◆ **Material supplied**
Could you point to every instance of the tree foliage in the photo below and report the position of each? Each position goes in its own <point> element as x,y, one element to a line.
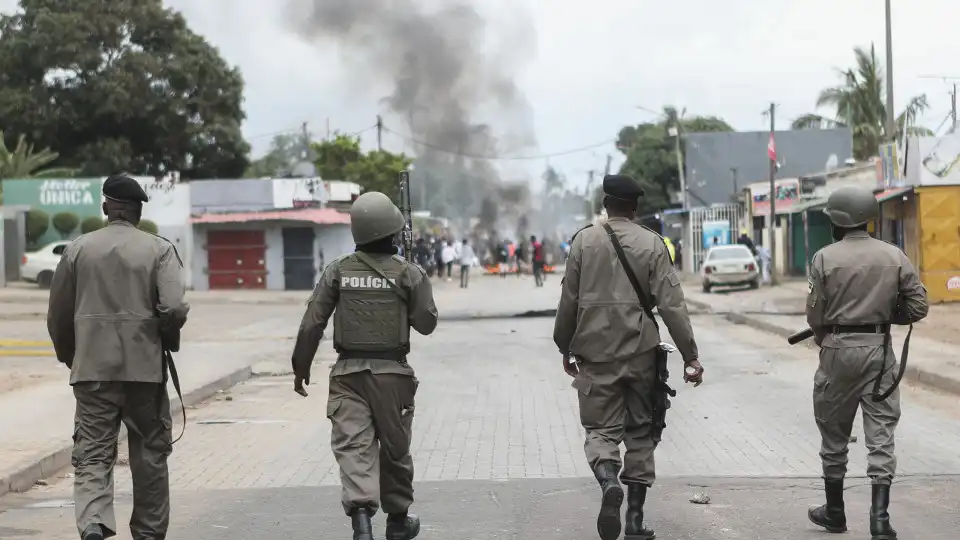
<point>859,103</point>
<point>651,157</point>
<point>341,158</point>
<point>65,223</point>
<point>120,86</point>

◆ **What you are asked to do**
Copy the item above word for word, leaving out the picture.

◆ **Written answer**
Could you point to every instance of the tree foliage in the photo below and report the position of each? Each position goes in its own <point> element as x,y, one element to a line.
<point>859,103</point>
<point>651,157</point>
<point>341,158</point>
<point>65,223</point>
<point>120,86</point>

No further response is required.